Problem to solve =>
Once the pictures are set aside, retype the remaining entries exactly.

(Natural language region descriptions)
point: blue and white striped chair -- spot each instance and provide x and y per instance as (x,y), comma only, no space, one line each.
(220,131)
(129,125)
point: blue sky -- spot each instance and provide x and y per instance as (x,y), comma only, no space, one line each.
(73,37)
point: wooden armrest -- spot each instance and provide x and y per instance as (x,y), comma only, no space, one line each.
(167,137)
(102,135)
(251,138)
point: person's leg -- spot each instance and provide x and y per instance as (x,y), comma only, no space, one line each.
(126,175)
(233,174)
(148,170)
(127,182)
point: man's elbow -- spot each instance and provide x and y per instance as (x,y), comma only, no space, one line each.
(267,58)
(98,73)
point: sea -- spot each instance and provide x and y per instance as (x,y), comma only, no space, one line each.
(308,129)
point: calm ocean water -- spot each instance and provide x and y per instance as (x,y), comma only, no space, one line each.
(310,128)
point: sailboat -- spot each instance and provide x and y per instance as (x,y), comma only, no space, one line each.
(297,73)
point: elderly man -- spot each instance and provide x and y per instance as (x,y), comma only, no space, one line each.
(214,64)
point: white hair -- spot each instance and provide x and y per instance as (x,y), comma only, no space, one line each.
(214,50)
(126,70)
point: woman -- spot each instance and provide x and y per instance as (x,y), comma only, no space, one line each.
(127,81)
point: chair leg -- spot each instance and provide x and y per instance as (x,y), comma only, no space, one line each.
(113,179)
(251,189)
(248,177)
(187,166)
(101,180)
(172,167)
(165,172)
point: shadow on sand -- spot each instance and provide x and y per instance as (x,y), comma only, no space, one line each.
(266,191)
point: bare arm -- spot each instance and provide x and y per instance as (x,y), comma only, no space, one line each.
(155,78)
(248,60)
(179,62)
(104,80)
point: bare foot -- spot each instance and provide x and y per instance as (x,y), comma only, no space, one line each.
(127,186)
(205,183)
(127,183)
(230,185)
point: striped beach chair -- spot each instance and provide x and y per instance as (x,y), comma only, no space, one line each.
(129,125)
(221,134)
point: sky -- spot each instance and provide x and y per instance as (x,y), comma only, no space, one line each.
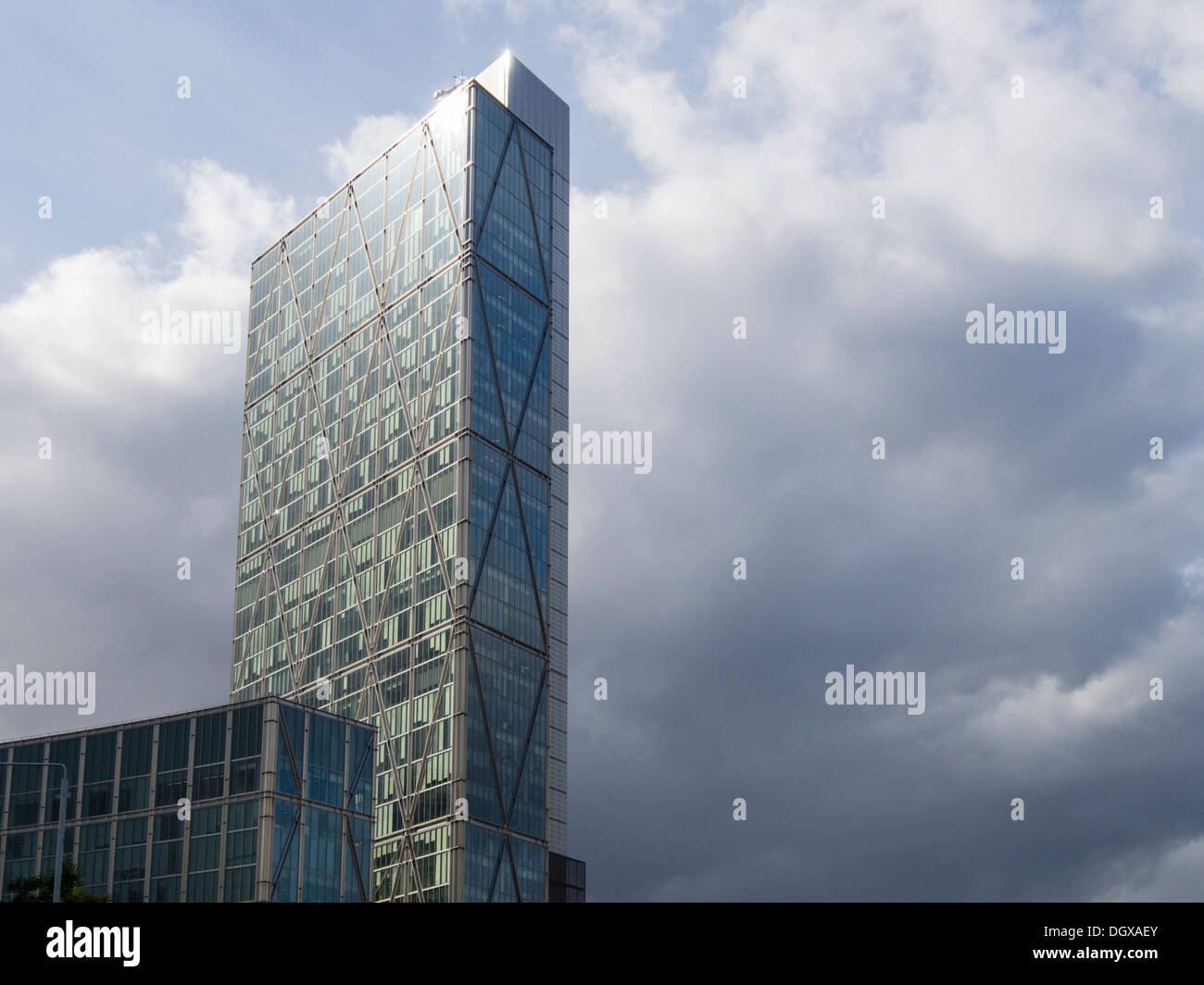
(842,184)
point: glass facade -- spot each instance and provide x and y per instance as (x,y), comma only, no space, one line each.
(402,533)
(172,811)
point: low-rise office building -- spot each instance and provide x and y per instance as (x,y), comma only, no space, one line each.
(259,801)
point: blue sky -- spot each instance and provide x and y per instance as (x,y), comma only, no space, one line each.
(1076,192)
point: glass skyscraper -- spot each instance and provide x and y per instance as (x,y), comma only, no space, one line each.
(402,536)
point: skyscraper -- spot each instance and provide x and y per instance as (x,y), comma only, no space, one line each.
(402,537)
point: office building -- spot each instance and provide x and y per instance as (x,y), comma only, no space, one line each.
(402,537)
(253,802)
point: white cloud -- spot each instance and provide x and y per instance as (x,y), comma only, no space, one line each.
(369,139)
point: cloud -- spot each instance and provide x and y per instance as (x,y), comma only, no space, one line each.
(759,208)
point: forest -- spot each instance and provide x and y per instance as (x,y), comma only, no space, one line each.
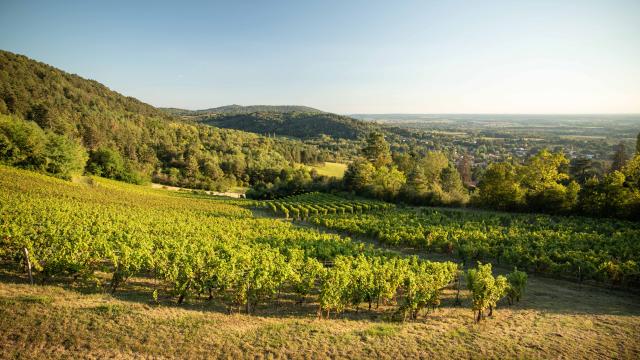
(418,242)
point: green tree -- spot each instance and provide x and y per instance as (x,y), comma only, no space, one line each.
(486,290)
(619,158)
(377,150)
(583,169)
(453,189)
(499,188)
(106,162)
(359,175)
(517,284)
(543,179)
(66,158)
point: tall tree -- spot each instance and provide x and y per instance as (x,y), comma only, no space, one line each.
(619,158)
(377,150)
(499,188)
(582,169)
(464,168)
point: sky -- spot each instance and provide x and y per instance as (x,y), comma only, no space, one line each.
(345,56)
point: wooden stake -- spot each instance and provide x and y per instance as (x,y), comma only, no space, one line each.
(28,263)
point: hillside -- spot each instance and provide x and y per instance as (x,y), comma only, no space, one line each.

Task result =>
point: blue and white striped chair -- spot each instance and provide x and y per instance as (x,y), comma only, no space, one line each.
(220,131)
(129,125)
point: blue sky -- spot each instance and provide x and y per instance as (x,y), comma only, no space, one line each.
(73,37)
point: wooden armrest -- spot each instance and provide x and y per instance as (x,y), comma only, no space, one line each.
(167,137)
(102,135)
(251,138)
point: person's leg -- spot each instance and provide x and y per instance as (x,y), comma only, no space, one line each.
(126,175)
(233,174)
(148,170)
(127,182)
point: man's elbow -- spot each instance and provide x and y per instance as (x,y), comma only, no space, one line each.
(267,58)
(98,73)
point: sea -- spot each instance and provide x and y per instance as (x,y), comma only, no space, one line each.
(308,129)
point: calm ocean water -- spot each instance and provide x and y per instance as (x,y), comma only, no space, one line each.
(310,128)
point: sailboat -- spot each instance and provide x and y per instance as (x,y), comma only, no space, one line each.
(297,73)
point: elderly man -- spot each instance and provide x and y per instance as (x,y), comma only, no space, one line each.
(214,64)
point: white hair -- spot each instance and provide x and y per instance as (x,y), comma only, no space, one line each.
(214,50)
(126,70)
point: woman -- spot each instance and provide x and y per instance as (x,y), comma only, no space, one line each.
(127,81)
point: chair leg -- spot each instance and provide x and y per instance as (x,y), comma only, no space, one line each.
(113,179)
(251,189)
(248,177)
(187,166)
(101,180)
(172,167)
(165,172)
point: shadow on sand -- spot each instance and provide x and y per instance as (x,y), comma only, no space, one line each.
(266,191)
point: bare arm -- spot each instance and provide x and y per instance as (x,y), comma only, no space, one line each.
(155,78)
(248,60)
(179,62)
(104,80)
point: bare foot -- spot each instance and provide x and y per instance as (x,y), comma only, no space, one line each.
(127,186)
(205,183)
(127,183)
(230,185)
point: striped beach chair -- spot each instance and provide x and y per instance as (x,y), comma only, no space, one line each.
(129,125)
(221,134)
point: sky -- spot each instance and provide x and y per instance as (x,y), comma only, no space, one line each.
(842,184)
point: glass facade -- spot each instance and provide x and y per instance as (x,y), comma only, no space, one line each.
(402,533)
(172,811)
point: low-rise office building -- spot each instance and provide x and y per instance as (x,y), comma only, no space, one line each.
(259,801)
point: blue sky -- spot each instance and provide x and y per instance as (x,y), comma only, no space, one line each.
(1076,192)
point: glass skyscraper -- spot each instance and provide x and y per instance as (x,y), comma only, no space, one line each.
(402,536)
point: skyscraper -- spot each instance and provide x and y per instance as (x,y), comma only, no space, one line each.
(402,537)
point: office building -- spot each instance and provide x and y per instance as (x,y), comma only, no space, one line each.
(402,537)
(253,802)
point: white cloud -- spot each instance and provide x and y per instance as (x,y), comma only, no space, one line each.
(369,139)
point: cloud -- spot each instance and provide x and y per instance as (x,y), comma only, no space, one line each.
(759,208)
point: forest -- spot each instance and provide x and y per instance as (x,y), comma only, no space, one line each.
(418,242)
point: green tree -- spot each instance and provide x and y per instance as (x,y), comma only, no space, one line each.
(486,290)
(619,158)
(377,150)
(583,169)
(453,189)
(499,188)
(106,162)
(359,175)
(517,284)
(543,179)
(66,158)
point: tall tree -- spot each instance and provide x and y per instance as (x,y), comma only, no space, one line each.
(619,158)
(377,150)
(499,188)
(582,169)
(464,168)
point: sky -- spot each instance and provide x and y per instance as (x,y), comma only, no space, one line each.
(345,56)
point: wooden stake -- spot each instance and provide x and y per instance as (x,y), comma only, no space, one line each.
(28,263)
point: hillside -- spot each instance and provide x and y per instance as (x,y), comma only, no space, one line each.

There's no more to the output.